* [Task description]: Transcribe each record exactly. Include every one.

* [Material to process]:

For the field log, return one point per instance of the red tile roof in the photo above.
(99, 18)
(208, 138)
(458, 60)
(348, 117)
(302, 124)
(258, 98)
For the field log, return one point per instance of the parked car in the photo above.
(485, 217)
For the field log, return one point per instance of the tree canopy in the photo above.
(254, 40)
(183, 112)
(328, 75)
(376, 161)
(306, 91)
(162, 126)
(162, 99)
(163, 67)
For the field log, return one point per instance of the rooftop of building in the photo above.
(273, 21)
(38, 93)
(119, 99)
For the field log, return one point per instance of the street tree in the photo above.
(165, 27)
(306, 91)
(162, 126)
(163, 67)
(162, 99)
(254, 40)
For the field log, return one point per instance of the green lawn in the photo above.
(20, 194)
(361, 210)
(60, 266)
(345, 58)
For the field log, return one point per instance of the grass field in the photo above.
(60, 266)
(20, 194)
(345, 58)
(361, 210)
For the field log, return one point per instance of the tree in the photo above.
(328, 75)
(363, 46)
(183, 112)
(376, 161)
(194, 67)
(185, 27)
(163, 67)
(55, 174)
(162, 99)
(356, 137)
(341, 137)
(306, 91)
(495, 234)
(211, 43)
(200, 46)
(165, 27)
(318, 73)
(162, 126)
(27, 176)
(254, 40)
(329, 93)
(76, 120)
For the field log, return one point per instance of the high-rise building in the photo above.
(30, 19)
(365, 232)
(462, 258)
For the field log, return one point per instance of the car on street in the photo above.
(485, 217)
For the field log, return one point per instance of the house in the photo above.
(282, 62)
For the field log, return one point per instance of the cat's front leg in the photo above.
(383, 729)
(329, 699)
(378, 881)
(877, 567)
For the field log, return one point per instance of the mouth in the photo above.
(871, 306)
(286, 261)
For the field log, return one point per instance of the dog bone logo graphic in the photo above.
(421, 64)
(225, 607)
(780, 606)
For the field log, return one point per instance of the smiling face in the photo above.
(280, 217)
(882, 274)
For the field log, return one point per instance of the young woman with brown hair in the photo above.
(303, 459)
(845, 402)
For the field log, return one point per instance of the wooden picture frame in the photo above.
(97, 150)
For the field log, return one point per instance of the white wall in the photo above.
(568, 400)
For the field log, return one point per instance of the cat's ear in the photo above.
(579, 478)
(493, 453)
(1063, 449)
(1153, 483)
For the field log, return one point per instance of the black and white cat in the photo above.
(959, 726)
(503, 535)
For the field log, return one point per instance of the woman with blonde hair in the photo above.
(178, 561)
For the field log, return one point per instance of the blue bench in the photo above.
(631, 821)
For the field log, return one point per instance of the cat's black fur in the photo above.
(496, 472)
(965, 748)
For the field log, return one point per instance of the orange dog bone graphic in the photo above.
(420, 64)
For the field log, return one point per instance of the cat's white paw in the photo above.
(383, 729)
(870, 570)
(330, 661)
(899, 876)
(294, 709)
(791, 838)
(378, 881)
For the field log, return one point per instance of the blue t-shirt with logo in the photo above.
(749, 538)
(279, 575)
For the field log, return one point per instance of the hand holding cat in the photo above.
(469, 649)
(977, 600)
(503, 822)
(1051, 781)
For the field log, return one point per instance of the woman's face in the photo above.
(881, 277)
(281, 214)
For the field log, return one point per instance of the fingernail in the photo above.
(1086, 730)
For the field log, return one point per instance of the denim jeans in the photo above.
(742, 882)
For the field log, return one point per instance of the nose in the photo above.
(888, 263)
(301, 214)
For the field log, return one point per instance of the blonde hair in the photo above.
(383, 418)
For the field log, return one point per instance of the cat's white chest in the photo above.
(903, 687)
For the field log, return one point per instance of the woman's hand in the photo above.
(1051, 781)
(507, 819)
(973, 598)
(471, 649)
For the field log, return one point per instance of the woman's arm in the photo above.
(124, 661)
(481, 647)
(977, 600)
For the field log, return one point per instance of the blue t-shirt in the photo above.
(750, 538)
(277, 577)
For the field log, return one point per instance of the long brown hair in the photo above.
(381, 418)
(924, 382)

* [Solution]:
For the field log, return one point per instance of the red tile roof in the photo above.
(99, 18)
(208, 138)
(458, 60)
(348, 117)
(302, 124)
(258, 98)
For the field log, return one point per instance of the parked car in the photo above.
(485, 217)
For the field log, return one point per instance of the tree canopy in the photo above.
(254, 40)
(183, 112)
(328, 75)
(376, 161)
(306, 91)
(162, 126)
(162, 99)
(163, 67)
For the field log, return one point per instance of the rooftop of building in the photo above.
(273, 21)
(38, 93)
(119, 99)
For the field log, return one point per instance of the street tree in the photo above.
(165, 27)
(306, 91)
(162, 126)
(163, 67)
(162, 99)
(254, 40)
For the field log, return one point per instance of the green lawn in the photo above.
(20, 194)
(361, 210)
(60, 266)
(345, 58)
For the field log, return one point per instance of the grass field in the photo above.
(60, 266)
(20, 194)
(345, 58)
(361, 210)
For the field log, return one point per instance of the tree in the photo above.
(328, 75)
(363, 46)
(183, 112)
(376, 161)
(194, 67)
(185, 27)
(163, 67)
(55, 174)
(162, 99)
(356, 137)
(341, 137)
(306, 91)
(495, 234)
(211, 43)
(200, 46)
(165, 27)
(318, 73)
(162, 126)
(27, 176)
(254, 40)
(329, 93)
(76, 120)
For the field log, return one point per instance of the high-rise building in the photo above.
(30, 19)
(365, 232)
(462, 258)
For the field log, return one point per instance of the car on street in the photo above.
(485, 217)
For the field log, return one point per instance of the house in the photo above.
(282, 62)
For the field log, return one point per instance of the cat's front leg in the photo above.
(383, 729)
(329, 699)
(378, 881)
(877, 567)
For the field log, return one point per instance of the mouth in the photo above.
(871, 306)
(286, 261)
For the field log, return one point per instance of the dog bone logo graphic in the photo above.
(421, 64)
(225, 607)
(780, 606)
For the field log, return one point per instance of the smiling face in the photo above.
(280, 217)
(882, 274)
For the field log, return one point per instance of the young woman with brown hair in the photo above.
(303, 459)
(845, 402)
For the field log, return one point per instance of the wooden picture frame in the photo above.
(97, 150)
For the field log, return one point per instance of the white wall in the photo above.
(568, 400)
For the field log, return one point per instance of the cat's ear in the photo above.
(579, 478)
(493, 453)
(1063, 449)
(1153, 483)
For the field log, return one point per instance of the black and white cat in the photo above.
(959, 726)
(503, 535)
For the field log, return one point per instance of the woman with blonde hair in the photo above.
(178, 561)
For the field log, return one point per instance of the blue bench in the photo above.
(631, 821)
For the field log, return one point per instance of the cat's black fur in the photo above.
(496, 472)
(965, 748)
For the field log, return one point per instance of the orange dog bone graphic in the photo above.
(420, 64)
For the field log, return one point per instance of the cat's white paw in the photo above.
(383, 729)
(870, 570)
(330, 661)
(899, 876)
(294, 709)
(791, 838)
(378, 881)
For the field log, return one point per instance of the blue t-shirt with logo in the photo above.
(749, 538)
(279, 575)
For the field log, return one point per instance of the hand holding cat in the photo above.
(469, 649)
(977, 600)
(503, 822)
(1051, 781)
For the field log, return one point per instance of the woman's face in the photo above.
(881, 277)
(281, 214)
For the field log, return one point per instance of the fingernail in the photo above.
(1086, 730)
For the field log, return one point per instance of the denim jeans in the photo above.
(742, 882)
For the field log, return one point per instance of the nose in the photo above.
(888, 263)
(301, 214)
For the field log, return one point per instance of the blonde hair in the photo above.
(383, 418)
For the field log, return one point per instance of the cat's white chest in the photo above.
(903, 687)
For the field log, return one point per instance of the woman's hand in the photo above.
(1051, 781)
(507, 819)
(973, 598)
(471, 649)
For the field log, return one point per instance of the woman's arm in the photo above.
(124, 661)
(481, 647)
(977, 600)
For the field log, return one point per instance of the blue t-shirt in the photo above.
(750, 538)
(277, 577)
For the field log, return one point per instance of the long brown hair in the photo above.
(381, 418)
(924, 382)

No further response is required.